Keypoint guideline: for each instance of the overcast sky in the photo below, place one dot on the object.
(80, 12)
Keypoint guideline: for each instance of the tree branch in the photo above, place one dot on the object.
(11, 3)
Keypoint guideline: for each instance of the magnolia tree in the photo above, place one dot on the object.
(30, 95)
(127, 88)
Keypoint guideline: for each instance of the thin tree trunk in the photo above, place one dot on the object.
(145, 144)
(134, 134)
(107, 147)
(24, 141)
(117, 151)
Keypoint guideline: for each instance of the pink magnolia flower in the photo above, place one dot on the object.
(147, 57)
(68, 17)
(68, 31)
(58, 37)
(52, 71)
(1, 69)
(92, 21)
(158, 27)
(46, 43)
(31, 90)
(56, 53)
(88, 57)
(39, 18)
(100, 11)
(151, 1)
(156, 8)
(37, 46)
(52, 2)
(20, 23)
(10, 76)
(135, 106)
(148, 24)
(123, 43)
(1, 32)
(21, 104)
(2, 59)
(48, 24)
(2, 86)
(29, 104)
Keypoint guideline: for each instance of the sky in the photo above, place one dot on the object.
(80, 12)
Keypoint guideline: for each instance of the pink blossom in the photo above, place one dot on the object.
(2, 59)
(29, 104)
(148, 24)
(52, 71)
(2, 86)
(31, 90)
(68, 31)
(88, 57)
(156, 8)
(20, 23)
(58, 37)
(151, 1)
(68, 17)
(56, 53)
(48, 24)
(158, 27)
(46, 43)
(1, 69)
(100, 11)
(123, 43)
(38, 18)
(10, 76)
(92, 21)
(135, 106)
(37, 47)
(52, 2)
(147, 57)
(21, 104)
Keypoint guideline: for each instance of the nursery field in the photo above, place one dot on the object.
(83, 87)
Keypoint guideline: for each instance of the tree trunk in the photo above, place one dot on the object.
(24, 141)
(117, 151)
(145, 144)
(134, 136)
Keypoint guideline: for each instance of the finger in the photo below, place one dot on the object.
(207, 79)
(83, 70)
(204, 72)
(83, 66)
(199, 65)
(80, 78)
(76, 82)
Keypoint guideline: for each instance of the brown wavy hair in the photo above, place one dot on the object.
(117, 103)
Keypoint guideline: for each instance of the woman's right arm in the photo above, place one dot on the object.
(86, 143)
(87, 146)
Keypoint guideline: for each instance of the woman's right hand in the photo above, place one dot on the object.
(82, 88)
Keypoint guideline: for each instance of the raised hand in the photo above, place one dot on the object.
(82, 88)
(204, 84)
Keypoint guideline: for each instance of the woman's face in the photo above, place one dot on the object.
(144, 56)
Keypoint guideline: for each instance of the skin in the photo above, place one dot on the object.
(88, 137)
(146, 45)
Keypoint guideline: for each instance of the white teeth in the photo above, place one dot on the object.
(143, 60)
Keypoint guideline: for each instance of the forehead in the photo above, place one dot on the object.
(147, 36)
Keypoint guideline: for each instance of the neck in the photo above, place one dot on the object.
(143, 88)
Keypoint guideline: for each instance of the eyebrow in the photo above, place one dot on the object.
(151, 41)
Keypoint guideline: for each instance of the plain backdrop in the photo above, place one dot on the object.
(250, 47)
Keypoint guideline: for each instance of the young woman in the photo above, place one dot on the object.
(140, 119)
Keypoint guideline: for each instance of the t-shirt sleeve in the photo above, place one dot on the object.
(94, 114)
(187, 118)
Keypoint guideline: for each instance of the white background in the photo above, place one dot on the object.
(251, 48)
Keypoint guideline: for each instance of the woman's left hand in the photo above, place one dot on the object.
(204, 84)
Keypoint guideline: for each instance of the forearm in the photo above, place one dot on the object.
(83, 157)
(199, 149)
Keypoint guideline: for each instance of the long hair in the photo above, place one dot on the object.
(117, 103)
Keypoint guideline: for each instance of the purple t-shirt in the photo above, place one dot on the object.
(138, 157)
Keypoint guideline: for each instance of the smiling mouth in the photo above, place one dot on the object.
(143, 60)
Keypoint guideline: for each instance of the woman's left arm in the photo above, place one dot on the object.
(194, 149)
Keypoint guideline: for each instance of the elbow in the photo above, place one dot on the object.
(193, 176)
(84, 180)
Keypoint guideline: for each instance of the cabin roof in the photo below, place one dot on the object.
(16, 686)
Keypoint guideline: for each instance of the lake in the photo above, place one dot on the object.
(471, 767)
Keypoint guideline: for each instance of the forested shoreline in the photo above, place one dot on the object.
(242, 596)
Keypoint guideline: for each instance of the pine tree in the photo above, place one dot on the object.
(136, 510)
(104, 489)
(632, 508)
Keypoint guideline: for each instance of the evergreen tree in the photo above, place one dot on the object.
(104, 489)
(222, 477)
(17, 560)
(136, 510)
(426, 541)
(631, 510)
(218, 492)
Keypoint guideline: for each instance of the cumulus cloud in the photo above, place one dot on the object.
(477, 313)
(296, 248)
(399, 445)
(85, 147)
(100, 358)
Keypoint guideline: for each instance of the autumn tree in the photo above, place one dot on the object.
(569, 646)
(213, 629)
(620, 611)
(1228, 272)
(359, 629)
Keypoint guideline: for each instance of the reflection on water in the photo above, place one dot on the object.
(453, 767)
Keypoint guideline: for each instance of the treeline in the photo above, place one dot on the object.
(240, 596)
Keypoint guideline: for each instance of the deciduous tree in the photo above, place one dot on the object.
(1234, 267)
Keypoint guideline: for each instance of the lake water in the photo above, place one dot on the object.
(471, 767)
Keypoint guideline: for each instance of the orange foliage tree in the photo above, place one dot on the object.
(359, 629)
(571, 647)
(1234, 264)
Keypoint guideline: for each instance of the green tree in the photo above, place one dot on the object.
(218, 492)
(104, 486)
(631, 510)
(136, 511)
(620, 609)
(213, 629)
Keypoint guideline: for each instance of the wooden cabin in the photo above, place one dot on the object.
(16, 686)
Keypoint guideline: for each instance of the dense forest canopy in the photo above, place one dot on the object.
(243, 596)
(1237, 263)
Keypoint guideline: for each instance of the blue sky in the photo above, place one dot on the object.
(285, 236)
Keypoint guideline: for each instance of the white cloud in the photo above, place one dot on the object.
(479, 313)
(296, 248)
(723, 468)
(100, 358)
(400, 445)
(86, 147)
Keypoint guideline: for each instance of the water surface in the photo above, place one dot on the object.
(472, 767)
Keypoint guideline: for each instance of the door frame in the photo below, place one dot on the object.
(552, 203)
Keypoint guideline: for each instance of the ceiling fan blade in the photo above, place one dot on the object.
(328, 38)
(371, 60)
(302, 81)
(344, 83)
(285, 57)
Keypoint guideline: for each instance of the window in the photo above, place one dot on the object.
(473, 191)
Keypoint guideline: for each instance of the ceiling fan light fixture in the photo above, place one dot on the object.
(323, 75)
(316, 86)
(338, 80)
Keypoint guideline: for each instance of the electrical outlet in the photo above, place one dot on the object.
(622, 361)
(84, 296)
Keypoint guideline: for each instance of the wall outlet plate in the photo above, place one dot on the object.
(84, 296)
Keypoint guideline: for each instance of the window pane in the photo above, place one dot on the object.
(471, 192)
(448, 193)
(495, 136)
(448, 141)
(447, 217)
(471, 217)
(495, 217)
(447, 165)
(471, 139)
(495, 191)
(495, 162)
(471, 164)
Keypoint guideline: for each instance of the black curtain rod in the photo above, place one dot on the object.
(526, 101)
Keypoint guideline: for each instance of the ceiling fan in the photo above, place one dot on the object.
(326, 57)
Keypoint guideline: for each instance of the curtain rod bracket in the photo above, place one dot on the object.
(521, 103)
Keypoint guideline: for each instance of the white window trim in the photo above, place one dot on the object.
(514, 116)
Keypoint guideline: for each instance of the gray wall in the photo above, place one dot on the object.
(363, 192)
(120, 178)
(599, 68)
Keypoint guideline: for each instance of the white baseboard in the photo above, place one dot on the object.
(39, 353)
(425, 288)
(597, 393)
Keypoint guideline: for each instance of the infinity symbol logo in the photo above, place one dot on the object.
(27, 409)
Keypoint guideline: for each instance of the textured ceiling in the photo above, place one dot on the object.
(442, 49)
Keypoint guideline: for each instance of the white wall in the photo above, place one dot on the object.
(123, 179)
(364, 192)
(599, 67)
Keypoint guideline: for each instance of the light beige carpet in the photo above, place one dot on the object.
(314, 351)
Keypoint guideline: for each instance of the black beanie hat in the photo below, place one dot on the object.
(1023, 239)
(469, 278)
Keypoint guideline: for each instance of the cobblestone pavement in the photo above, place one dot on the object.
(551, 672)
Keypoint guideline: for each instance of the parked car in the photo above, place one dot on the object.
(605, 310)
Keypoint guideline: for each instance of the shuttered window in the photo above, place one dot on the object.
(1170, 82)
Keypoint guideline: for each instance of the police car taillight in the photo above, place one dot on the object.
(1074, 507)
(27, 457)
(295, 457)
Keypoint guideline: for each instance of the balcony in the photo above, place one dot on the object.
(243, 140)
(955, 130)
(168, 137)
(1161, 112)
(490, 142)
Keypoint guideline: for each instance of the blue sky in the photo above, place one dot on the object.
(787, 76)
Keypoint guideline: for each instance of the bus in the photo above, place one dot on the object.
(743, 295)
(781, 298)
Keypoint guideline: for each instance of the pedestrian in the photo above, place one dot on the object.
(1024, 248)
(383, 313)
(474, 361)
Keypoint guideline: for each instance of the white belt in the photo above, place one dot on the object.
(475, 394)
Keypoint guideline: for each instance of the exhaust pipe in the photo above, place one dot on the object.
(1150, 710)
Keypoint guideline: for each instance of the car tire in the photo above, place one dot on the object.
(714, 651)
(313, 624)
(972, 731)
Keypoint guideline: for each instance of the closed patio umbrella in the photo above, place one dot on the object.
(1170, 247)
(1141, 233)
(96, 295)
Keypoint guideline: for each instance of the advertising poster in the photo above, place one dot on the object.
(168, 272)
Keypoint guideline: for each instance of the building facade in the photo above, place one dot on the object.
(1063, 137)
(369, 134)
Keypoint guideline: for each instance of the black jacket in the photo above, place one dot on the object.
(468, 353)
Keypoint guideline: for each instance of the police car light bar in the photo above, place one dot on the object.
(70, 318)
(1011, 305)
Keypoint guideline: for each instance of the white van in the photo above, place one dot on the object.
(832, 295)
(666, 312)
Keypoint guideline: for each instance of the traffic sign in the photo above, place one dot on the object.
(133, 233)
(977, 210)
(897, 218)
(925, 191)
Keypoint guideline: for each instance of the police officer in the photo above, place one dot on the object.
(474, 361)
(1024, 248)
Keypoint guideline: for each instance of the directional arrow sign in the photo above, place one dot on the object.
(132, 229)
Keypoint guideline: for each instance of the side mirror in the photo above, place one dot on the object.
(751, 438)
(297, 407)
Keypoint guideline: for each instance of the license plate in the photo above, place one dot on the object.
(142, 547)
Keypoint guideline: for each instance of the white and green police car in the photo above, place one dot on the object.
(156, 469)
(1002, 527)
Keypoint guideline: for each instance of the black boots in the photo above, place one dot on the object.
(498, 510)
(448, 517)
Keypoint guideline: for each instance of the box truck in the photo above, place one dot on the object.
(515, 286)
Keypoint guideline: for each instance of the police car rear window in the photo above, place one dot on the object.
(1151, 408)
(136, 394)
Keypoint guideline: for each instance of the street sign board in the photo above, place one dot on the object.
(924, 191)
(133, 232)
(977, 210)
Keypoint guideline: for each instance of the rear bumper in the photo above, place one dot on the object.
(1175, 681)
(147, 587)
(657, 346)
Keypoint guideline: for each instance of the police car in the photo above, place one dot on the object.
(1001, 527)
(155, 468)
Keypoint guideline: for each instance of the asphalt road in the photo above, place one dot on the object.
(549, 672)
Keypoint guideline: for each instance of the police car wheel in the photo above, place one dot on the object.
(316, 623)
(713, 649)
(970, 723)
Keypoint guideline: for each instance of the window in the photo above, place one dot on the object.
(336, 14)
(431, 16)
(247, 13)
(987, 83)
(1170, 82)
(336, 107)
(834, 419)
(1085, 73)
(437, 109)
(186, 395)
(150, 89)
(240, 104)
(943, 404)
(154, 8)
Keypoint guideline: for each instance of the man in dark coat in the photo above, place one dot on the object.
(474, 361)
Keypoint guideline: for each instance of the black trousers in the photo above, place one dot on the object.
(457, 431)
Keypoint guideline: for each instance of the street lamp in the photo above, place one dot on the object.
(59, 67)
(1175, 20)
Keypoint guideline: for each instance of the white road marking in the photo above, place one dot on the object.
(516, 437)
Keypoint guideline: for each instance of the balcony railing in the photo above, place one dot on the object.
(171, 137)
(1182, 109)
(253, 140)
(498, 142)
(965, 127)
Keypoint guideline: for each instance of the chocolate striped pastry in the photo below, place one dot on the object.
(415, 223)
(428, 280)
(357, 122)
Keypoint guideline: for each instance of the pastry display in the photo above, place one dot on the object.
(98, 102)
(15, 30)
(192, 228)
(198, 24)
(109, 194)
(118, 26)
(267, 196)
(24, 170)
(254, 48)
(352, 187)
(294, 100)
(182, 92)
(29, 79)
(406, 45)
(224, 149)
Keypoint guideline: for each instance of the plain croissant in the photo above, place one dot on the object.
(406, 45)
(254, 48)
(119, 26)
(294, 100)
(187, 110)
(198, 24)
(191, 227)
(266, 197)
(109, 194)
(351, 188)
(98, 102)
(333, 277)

• [Aim] Return precisely the lines of the records, starting with the line that holds "Keypoint guideline: for each instance of the street sign" and ending with the last one.

• [Solution for this task]
Keypoint guideline: for each instance of the street sign board in the photo above, place one dot on the object.
(924, 191)
(133, 232)
(977, 210)
Keypoint guideline: for each instance of the rear bumper in the photo above, place one dot on the object.
(1175, 681)
(147, 587)
(657, 346)
Keypoint guideline: for each instance of the police car in the photo above, place one dot on the object.
(1001, 527)
(155, 468)
Keypoint guideline: for each instance of the asphalt road in the photo above, place one dot on the object.
(549, 672)
Keypoint guideline: for each instance of the police car wheel in the photo above, place one dot on the object.
(316, 623)
(713, 649)
(970, 723)
Keypoint guideline: for each instance of the window in the photo above, place one dot on the object.
(336, 14)
(431, 16)
(247, 13)
(987, 83)
(1170, 82)
(336, 107)
(834, 419)
(1085, 73)
(437, 109)
(186, 395)
(150, 89)
(240, 104)
(943, 404)
(154, 8)
Keypoint guideline: for each instance of the man in dark coat in the photo above, place one dot on the object.
(474, 361)
Keypoint guideline: for each instance of the black trousers in the photo above, place one dot on the object.
(457, 431)
Keypoint guideline: for each instance of the street lamp in the photo above, place one dot on the object.
(59, 67)
(1175, 20)
Keypoint guideline: for each instance of the white road marking in the photo above, place one dot on the object.
(516, 437)
Keypoint guideline: for each instance of the balcony railing in the photo above, place one dot on the object.
(171, 137)
(1182, 109)
(253, 140)
(498, 142)
(965, 127)
Keypoint guideline: for each instance of the chocolate striped pastry in the photo below, place one dot on the object.
(415, 223)
(428, 280)
(357, 122)
Keypoint guideline: for each instance of the pastry display in the photo above, place one dot on the object.
(98, 102)
(15, 30)
(192, 228)
(198, 24)
(109, 194)
(118, 26)
(267, 196)
(24, 170)
(254, 48)
(352, 187)
(294, 100)
(182, 92)
(29, 79)
(406, 45)
(224, 149)
Keypoint guideline: for each instance of the plain croissant in the photo above, place one dot on the object.
(406, 45)
(254, 48)
(119, 26)
(294, 100)
(187, 110)
(198, 24)
(191, 227)
(266, 197)
(109, 194)
(351, 188)
(98, 102)
(333, 277)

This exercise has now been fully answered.